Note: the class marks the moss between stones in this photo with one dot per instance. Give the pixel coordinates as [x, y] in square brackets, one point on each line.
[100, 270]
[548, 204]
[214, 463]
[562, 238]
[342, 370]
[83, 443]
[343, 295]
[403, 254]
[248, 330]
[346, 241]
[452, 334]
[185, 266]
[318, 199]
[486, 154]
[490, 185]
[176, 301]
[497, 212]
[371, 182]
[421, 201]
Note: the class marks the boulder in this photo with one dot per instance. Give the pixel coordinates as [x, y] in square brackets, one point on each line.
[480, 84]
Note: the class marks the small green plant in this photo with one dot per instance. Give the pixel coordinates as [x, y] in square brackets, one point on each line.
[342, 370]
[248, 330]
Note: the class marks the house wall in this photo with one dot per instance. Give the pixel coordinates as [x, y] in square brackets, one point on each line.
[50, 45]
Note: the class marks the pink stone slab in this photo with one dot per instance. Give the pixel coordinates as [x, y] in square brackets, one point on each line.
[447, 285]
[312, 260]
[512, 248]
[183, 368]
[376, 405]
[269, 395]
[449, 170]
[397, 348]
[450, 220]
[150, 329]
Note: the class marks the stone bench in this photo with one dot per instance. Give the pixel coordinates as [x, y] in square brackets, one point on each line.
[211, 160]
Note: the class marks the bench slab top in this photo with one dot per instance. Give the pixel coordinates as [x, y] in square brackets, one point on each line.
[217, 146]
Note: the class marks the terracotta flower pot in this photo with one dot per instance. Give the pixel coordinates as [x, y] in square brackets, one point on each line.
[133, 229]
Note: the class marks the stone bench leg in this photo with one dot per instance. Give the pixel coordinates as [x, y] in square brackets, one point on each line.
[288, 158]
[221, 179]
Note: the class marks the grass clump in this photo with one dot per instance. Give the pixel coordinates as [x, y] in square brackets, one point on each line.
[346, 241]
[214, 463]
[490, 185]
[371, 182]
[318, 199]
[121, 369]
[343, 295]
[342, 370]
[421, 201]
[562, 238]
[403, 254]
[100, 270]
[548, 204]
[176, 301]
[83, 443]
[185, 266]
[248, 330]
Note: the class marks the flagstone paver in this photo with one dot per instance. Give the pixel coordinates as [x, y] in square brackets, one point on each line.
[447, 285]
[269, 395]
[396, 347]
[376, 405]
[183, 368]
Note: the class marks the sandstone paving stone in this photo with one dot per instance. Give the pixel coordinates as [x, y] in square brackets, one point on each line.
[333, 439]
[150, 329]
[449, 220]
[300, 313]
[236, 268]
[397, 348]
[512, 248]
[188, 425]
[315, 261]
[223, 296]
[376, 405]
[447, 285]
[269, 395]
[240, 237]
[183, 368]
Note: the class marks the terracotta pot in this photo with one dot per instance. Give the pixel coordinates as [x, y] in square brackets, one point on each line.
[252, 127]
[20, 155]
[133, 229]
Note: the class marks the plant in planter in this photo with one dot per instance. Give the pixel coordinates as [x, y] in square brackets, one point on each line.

* * * * * * * * *

What is required> Reproduce every line of the material above exactly.

Answer for the task>
Note: the class marks the moss between stones in this photo with one dot per instance. Give the pixel coordinates as [x, y] in square brackets, one point on each line.
[100, 270]
[548, 204]
[214, 463]
[562, 238]
[342, 370]
[83, 443]
[343, 295]
[403, 254]
[248, 330]
[346, 241]
[452, 334]
[185, 266]
[318, 199]
[486, 154]
[490, 185]
[176, 301]
[497, 212]
[371, 182]
[421, 201]
Note: the class marks the boulder in this photo with one dot per instance. Give the pixel coordinates as [x, y] in square brackets, one point on each line.
[480, 84]
Note: the class marks the small green plant in this photo with one dot per instance. Give the pixel coordinates as [x, y] in square brackets, one point on each line.
[342, 370]
[248, 330]
Note: the class marks the house wall in this photo with one dot per instance. Give the pixel coordinates as [x, y] in square brackets, one point on each line.
[50, 45]
Note: the class marks the pink stone slab in this photo with one dot per instance. Give the pixel coordinates as [x, y] in square brackets, one point on each line.
[447, 285]
[312, 260]
[512, 248]
[183, 368]
[376, 405]
[269, 395]
[449, 170]
[397, 348]
[450, 220]
[150, 329]
Note: the class marks the stone bench in this photo with one dot per instance. Give the pixel coordinates as [x, y] in square brackets, one point on each line.
[211, 160]
Note: the class marks the bench slab top in this photo with one dot per instance. Give the pixel coordinates as [x, y] in square brackets, one point on each line.
[217, 146]
Note: the class marks the terracotta flower pot in this photo with one dot per instance. Give the pixel coordinates as [x, y] in square brackets, one point on each line.
[133, 229]
Note: the class marks the stone bench leg in this photo with one dot per instance. Give the pixel coordinates as [x, y] in square brackets, one point on each line.
[288, 158]
[221, 179]
Note: the class marks the grass clump in this photo with one dot per instance. Give the pixel coordinates as [x, y] in square brackets, one point on each line.
[346, 241]
[214, 463]
[490, 185]
[371, 182]
[318, 199]
[121, 369]
[343, 295]
[342, 370]
[421, 201]
[562, 238]
[403, 254]
[100, 270]
[548, 204]
[176, 301]
[83, 443]
[185, 266]
[248, 330]
Note: the class marks the flagstone paver in this photo with one dot per instance. Give the pixel coordinates as [x, y] in square brackets, one point on each line.
[447, 285]
[269, 395]
[396, 347]
[376, 405]
[183, 368]
Note: the class marks the sandstone paving stone in this photo with one dot per instance. Give the pixel coordinates as [x, y] in square brackets, one point on each line.
[333, 439]
[150, 329]
[449, 220]
[300, 313]
[236, 268]
[397, 348]
[512, 248]
[188, 425]
[315, 261]
[223, 296]
[376, 405]
[447, 285]
[269, 395]
[240, 237]
[183, 368]
Note: the class marks the terracotta pot in this photo with one dot per instance. Give the pixel coordinates as [x, y] in square brackets, one point on each line.
[252, 127]
[20, 155]
[133, 229]
Note: the class marks the plant in planter in this photo with one dot per instance. Give the pixel coordinates as [x, y] in square brackets, one point on each line.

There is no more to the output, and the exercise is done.